Output the full listing word for word.

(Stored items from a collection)
============================================================

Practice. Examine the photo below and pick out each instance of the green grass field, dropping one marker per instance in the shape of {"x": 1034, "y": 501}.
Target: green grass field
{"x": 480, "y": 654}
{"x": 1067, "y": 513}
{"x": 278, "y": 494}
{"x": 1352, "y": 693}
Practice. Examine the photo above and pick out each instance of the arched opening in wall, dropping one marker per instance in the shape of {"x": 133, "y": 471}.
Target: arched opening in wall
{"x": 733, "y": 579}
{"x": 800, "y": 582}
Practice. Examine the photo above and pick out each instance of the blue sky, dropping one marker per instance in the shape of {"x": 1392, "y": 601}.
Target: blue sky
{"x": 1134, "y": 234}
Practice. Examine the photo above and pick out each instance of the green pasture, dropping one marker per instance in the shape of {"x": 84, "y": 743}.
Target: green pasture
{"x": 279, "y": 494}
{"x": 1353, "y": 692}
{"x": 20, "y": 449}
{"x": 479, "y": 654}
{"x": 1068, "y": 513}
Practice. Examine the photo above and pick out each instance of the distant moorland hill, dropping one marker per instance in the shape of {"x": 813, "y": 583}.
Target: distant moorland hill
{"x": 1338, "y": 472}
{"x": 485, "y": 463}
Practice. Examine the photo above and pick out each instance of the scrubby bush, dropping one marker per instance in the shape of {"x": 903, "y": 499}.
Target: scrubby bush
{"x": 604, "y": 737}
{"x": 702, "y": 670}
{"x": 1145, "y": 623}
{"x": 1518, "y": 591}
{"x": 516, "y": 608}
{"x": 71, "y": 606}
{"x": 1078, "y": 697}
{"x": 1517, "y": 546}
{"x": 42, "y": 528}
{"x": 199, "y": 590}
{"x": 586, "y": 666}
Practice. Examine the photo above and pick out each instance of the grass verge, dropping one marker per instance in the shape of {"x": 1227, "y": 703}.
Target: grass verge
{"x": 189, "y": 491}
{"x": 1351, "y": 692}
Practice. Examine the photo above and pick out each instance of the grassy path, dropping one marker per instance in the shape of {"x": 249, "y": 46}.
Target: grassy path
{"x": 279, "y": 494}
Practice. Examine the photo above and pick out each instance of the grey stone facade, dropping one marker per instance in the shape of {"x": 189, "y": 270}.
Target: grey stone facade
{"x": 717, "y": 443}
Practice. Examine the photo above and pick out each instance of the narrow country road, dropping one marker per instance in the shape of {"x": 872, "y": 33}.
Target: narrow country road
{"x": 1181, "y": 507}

============================================================

** Result of this task **
Practice. Examine the photo below and pick out each instance of the green grass field, dropping one marker per instance in the shape of {"x": 1034, "y": 501}.
Target: green grass field
{"x": 480, "y": 654}
{"x": 1067, "y": 513}
{"x": 278, "y": 494}
{"x": 1352, "y": 693}
Practice. Examine the photo above and pick out each instance of the arched opening in wall, dropping one marker per instance in the shape of {"x": 133, "y": 471}.
Target: arched opening in wall
{"x": 733, "y": 579}
{"x": 800, "y": 582}
Practice. Examine the photo above and pick out each instance of the blue sky, dropping one marker per instance in the shape of {"x": 1392, "y": 601}.
Target: blue sky
{"x": 1134, "y": 234}
Practice. Examine the photo above and pick out each instance of the green pasture, dropping one marker per instance in the shape of {"x": 84, "y": 743}.
Target: green pasture
{"x": 279, "y": 494}
{"x": 1353, "y": 692}
{"x": 20, "y": 449}
{"x": 479, "y": 654}
{"x": 1068, "y": 513}
Practice. Examine the photo above and pick out each instance of the distant moorland hill, dropping one marker per instance in the shape of {"x": 813, "y": 583}.
Target: distant moorland hill
{"x": 1338, "y": 472}
{"x": 485, "y": 463}
Practice. Examine the photo above and pick out each instance of the scrubby bush, dropping one marker per instance in the shape of {"x": 903, "y": 499}.
Target: scrubby bush
{"x": 604, "y": 737}
{"x": 702, "y": 670}
{"x": 1145, "y": 623}
{"x": 1518, "y": 591}
{"x": 516, "y": 608}
{"x": 71, "y": 606}
{"x": 1078, "y": 697}
{"x": 1517, "y": 546}
{"x": 42, "y": 528}
{"x": 199, "y": 590}
{"x": 586, "y": 666}
Practice. Examine the photo above and pick out each instance of the grass verge, dropping one marker per instance in the shape of {"x": 1227, "y": 703}.
Target: grass verge
{"x": 189, "y": 491}
{"x": 1351, "y": 692}
Practice. Examine the photo above and pick out each instance of the grassy path, dropping one marker per instance in the shape of {"x": 249, "y": 46}.
Target: grassy path
{"x": 279, "y": 494}
Practice. Examine the photo above and pick out each instance of the grey stone facade, dropping one marker per instance in the shape of {"x": 189, "y": 270}.
Target: grey stone facade
{"x": 717, "y": 443}
Practice. Examine the photo above and pick out each instance of the narrow country road, dropping one marker per instance in the shape of {"x": 872, "y": 33}.
Target: narrow country road
{"x": 1181, "y": 507}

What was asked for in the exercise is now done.